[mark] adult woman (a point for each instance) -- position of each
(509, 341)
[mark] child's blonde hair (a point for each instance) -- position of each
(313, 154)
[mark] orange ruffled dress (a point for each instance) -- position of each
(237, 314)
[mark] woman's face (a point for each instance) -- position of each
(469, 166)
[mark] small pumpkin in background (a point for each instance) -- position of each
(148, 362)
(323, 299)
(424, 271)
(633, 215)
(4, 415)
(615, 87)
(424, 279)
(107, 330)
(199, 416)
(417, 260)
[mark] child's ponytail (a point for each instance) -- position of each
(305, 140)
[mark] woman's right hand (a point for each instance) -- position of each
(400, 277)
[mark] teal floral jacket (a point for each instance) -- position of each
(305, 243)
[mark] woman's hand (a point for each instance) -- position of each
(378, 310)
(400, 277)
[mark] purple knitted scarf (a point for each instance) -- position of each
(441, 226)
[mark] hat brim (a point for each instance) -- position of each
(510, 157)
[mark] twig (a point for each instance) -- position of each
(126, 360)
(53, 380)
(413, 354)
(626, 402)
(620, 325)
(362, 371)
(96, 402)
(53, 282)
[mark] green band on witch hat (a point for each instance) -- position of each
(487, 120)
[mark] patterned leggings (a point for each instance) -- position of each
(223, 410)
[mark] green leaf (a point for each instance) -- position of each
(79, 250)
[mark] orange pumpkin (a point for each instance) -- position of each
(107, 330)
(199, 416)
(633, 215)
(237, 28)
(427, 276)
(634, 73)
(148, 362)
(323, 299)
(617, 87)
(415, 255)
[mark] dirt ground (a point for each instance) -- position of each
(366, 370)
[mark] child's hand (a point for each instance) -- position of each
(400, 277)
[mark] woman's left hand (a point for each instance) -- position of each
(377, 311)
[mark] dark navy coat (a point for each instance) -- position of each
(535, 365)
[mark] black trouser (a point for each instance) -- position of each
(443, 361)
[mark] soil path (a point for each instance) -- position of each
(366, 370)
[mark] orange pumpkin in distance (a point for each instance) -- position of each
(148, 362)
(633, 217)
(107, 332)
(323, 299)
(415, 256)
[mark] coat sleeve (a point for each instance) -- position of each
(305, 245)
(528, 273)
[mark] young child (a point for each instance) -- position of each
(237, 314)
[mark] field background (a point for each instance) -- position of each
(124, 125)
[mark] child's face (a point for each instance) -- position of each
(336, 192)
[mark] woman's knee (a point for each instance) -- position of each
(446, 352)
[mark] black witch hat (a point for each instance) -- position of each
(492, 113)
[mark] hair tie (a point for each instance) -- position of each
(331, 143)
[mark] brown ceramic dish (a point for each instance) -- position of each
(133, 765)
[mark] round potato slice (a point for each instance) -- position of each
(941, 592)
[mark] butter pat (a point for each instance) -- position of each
※ ※ ※
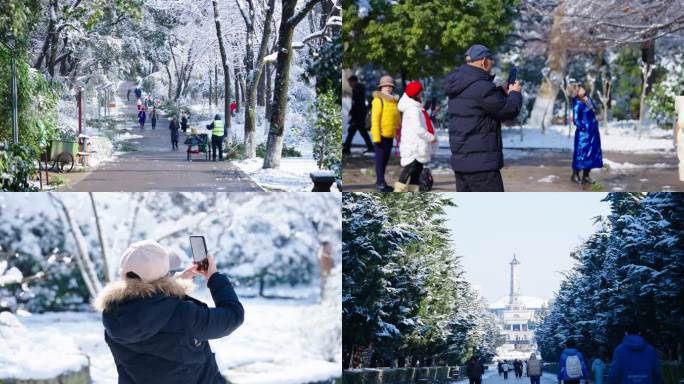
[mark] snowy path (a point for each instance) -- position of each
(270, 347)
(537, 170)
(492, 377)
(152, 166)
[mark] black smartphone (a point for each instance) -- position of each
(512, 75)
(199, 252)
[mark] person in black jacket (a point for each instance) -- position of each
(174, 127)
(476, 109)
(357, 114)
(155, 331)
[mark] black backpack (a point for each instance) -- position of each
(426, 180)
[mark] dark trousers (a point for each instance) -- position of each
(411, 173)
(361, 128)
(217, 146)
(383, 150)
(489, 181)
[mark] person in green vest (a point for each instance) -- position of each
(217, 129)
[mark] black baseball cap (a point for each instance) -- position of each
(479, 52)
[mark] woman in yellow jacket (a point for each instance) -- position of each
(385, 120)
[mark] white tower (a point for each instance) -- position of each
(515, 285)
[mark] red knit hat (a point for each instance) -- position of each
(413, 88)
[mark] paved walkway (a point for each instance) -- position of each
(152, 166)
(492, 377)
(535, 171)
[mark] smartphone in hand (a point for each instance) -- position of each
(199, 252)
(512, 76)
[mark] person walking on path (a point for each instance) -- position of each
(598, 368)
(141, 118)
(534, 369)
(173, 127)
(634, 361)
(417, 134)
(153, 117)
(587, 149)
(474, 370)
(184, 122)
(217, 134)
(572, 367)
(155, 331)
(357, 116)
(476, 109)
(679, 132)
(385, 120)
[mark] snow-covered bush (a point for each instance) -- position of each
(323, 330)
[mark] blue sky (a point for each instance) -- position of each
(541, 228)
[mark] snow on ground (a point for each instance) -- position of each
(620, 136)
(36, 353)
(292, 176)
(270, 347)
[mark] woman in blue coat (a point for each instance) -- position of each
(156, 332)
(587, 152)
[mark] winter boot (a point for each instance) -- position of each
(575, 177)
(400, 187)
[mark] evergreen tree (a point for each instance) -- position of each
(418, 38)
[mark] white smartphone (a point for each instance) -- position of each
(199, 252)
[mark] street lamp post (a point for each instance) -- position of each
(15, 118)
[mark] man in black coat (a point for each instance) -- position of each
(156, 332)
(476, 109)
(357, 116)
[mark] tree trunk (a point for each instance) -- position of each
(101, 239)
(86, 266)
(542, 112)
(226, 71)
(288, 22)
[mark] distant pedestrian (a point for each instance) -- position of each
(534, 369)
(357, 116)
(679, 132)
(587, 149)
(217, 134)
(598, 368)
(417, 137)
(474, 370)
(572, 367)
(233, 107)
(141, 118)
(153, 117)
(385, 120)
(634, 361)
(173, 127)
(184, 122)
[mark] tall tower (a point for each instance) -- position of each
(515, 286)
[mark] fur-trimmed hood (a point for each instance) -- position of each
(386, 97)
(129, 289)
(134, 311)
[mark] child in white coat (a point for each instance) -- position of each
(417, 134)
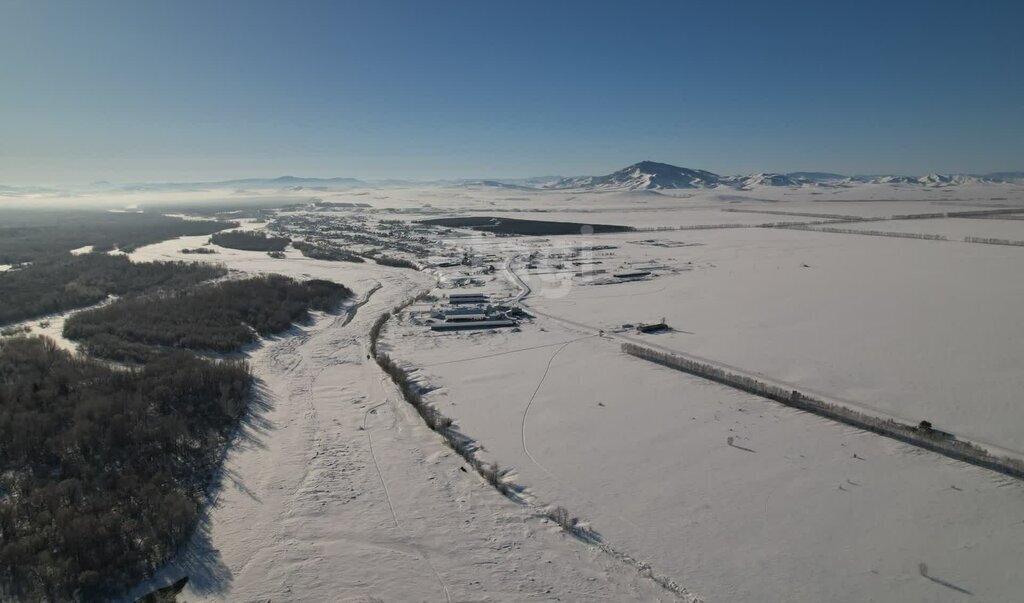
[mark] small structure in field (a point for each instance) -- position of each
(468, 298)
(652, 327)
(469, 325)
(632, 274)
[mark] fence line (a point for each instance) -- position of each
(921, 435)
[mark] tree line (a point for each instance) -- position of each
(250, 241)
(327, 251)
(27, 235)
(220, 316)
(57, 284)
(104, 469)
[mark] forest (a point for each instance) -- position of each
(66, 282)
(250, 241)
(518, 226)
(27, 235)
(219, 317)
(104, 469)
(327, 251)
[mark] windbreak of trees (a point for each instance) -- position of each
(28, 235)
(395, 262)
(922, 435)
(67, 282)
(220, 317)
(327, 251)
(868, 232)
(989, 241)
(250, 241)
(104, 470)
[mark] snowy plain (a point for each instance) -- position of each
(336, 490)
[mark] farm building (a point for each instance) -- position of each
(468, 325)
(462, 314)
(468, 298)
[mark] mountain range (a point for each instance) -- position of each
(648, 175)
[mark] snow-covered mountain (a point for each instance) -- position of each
※ ※ ※
Action item: In the listing above, find the line with "[mark] orange pumpkin (a" and the line with "[mark] butter pat"; set down exactly those two lines and every line between them, nothing more.

Reply:
[mark] orange pumpkin (a point for each instance) -- position of each
(107, 330)
(199, 416)
(633, 215)
(237, 28)
(427, 276)
(634, 73)
(148, 362)
(323, 299)
(617, 87)
(415, 255)
[mark] dirt ground (a point for each instance) -- position of each
(366, 370)
[mark] child's hand (a point for each instance) -- position of each
(400, 277)
[mark] woman's left hand (a point for each instance) -- position of each
(377, 311)
[mark] dark navy coat (a point for each instance) -- position of each
(535, 365)
[mark] black trouser (a point for each instance) -- position of each
(443, 361)
[mark] soil path (a point for each instance) -- position of each
(366, 370)
[mark] orange pumpkin in distance (a point for each instance) -- position of each
(148, 362)
(633, 217)
(107, 332)
(323, 299)
(415, 256)
[mark] coat sleeve (a point for each instance) -- position of each
(305, 245)
(528, 273)
[mark] young child (a point for each instance) -- position of each
(237, 314)
[mark] field background (a point for each instance) -- position of each
(124, 125)
[mark] child's face (a point for each instance) -- position of each
(336, 192)
[mark] woman's knee (a point for each instance) -- position of each
(446, 352)
[mark] black witch hat (a point for each instance) -- position of each
(492, 113)
[mark] hair tie (a point for each instance) -- position of each
(331, 143)
[mark] brown ceramic dish (a point for each instance) -- position of each
(133, 765)
[mark] round potato slice (a point for each instance) -- position of each
(941, 592)
[mark] butter pat (a point for each instance) -- position of each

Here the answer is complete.